┌──

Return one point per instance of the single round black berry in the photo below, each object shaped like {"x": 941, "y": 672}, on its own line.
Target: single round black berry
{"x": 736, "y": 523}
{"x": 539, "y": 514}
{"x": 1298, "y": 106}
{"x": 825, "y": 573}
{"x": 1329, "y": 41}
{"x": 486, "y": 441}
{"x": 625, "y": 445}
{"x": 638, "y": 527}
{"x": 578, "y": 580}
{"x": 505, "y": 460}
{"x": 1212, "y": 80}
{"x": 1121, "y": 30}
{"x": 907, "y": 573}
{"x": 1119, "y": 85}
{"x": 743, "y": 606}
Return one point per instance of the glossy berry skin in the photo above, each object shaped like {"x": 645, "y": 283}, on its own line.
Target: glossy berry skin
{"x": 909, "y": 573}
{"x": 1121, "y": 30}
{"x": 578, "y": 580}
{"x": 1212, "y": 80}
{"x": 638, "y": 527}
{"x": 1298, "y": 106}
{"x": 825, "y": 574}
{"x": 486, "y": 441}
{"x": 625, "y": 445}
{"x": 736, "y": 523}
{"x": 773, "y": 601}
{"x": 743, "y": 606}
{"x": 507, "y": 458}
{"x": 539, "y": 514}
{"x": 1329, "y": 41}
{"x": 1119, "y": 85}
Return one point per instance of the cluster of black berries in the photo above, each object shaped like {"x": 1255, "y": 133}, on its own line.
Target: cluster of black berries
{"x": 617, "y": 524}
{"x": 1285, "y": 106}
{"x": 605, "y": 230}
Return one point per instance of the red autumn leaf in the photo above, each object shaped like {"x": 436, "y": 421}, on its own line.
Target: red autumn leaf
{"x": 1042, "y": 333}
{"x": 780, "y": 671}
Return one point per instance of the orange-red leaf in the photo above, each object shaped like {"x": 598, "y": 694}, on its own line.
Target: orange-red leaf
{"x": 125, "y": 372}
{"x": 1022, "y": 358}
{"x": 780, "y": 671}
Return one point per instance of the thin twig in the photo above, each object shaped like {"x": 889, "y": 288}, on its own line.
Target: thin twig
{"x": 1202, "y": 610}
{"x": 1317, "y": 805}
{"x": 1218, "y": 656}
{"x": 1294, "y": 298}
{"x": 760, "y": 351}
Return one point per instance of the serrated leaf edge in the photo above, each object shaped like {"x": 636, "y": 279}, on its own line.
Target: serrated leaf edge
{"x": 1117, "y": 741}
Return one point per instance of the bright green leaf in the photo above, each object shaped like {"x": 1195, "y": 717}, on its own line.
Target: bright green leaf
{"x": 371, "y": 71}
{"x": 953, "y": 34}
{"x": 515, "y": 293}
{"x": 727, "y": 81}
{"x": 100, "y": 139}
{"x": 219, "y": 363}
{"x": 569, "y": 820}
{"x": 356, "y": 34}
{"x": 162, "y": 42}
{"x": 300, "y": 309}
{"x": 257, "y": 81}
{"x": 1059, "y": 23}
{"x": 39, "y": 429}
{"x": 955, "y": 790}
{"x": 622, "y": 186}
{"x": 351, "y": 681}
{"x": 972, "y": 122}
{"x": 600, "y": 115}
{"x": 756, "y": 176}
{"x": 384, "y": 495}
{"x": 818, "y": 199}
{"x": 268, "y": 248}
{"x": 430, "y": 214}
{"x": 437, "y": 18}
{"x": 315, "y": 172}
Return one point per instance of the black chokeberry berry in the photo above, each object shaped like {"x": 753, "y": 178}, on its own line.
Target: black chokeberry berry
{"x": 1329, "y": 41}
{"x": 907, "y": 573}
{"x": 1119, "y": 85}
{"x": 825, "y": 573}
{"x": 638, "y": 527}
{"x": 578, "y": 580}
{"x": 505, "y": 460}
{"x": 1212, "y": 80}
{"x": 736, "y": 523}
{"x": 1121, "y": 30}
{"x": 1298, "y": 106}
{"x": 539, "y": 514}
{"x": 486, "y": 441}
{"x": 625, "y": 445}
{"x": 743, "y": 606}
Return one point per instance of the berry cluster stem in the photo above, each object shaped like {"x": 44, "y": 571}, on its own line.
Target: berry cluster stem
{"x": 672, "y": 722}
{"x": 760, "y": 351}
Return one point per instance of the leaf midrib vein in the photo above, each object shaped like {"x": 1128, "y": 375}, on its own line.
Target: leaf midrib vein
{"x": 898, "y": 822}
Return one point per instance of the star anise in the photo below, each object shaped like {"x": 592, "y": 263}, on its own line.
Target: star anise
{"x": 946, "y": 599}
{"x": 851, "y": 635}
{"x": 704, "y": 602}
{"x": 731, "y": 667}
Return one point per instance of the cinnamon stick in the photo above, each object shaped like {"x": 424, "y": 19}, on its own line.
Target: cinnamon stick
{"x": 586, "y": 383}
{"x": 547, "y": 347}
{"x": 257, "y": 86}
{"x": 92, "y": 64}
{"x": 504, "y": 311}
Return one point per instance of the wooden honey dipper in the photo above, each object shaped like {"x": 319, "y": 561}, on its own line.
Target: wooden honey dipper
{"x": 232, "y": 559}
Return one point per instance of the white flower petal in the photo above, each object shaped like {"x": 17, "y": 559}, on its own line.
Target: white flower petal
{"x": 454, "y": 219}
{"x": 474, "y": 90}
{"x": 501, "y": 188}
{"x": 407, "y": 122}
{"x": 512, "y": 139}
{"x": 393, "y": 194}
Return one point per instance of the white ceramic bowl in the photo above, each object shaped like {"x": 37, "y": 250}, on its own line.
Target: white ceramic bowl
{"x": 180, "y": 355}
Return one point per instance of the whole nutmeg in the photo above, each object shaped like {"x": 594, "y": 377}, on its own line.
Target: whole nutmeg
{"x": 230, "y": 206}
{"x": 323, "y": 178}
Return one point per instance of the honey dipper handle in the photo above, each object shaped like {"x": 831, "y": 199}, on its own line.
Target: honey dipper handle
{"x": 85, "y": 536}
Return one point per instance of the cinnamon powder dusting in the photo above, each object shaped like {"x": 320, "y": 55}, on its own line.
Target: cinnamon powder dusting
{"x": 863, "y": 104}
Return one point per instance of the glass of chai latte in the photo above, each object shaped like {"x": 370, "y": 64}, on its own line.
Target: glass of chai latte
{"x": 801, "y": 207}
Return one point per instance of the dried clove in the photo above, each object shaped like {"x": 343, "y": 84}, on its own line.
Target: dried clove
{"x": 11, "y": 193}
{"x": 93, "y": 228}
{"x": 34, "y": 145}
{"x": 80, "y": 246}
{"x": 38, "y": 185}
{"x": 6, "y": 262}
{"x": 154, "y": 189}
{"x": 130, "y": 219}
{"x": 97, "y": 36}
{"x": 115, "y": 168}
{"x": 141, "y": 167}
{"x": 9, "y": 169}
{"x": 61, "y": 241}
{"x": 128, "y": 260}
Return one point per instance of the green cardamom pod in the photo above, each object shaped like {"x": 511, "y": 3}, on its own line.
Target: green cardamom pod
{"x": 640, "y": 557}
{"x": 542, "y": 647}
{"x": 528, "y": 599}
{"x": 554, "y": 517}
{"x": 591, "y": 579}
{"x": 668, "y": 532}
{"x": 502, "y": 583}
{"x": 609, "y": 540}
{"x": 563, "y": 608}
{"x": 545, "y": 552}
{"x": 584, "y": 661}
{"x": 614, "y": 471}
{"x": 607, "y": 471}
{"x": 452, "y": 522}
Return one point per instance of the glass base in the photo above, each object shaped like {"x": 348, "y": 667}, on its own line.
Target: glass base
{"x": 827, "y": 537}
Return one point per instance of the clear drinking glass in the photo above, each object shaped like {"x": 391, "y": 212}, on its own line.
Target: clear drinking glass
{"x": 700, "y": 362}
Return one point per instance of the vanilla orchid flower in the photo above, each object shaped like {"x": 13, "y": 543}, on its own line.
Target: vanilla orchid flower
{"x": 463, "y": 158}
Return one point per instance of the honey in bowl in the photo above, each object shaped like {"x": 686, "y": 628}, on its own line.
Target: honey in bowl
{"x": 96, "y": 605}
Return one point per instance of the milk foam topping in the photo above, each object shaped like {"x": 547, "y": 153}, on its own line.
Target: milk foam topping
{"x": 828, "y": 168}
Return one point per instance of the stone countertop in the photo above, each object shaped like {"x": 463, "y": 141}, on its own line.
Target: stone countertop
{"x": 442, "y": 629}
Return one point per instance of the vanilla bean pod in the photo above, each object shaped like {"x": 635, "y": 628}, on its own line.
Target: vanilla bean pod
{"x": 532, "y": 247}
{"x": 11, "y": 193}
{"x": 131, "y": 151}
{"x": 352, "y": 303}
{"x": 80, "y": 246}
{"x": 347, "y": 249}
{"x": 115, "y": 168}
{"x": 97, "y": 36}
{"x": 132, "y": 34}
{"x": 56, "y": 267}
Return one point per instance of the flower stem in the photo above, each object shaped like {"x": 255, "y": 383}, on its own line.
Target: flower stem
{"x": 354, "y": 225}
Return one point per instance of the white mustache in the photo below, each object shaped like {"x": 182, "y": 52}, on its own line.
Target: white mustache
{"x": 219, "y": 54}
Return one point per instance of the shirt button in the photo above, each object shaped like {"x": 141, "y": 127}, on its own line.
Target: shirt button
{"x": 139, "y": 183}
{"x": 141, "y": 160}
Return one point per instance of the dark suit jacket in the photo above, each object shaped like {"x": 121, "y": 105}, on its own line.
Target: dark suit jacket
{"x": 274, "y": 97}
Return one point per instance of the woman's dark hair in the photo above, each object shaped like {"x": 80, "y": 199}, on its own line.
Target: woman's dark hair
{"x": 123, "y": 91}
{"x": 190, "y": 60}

└──

**PROBLEM TO SOLVE**: Write out, word for word, every line from the one containing "Return one point per instance of the shirt" through the last line of the records above.

**TASK OUTPUT**:
Return one point per instance of the shirt button in the photo above, each object shaped like {"x": 141, "y": 127}, on its own line.
Target: shirt button
{"x": 139, "y": 183}
{"x": 141, "y": 160}
Return one point per instance of the dark suit jacket in the photo above, each object shaped like {"x": 121, "y": 105}, on its own line.
Target: dark suit jacket
{"x": 274, "y": 97}
Return one point per instance of the woman's dark hair in the photo above, each object shaped like {"x": 80, "y": 199}, on its own line.
Target: woman's dark hair
{"x": 123, "y": 91}
{"x": 190, "y": 60}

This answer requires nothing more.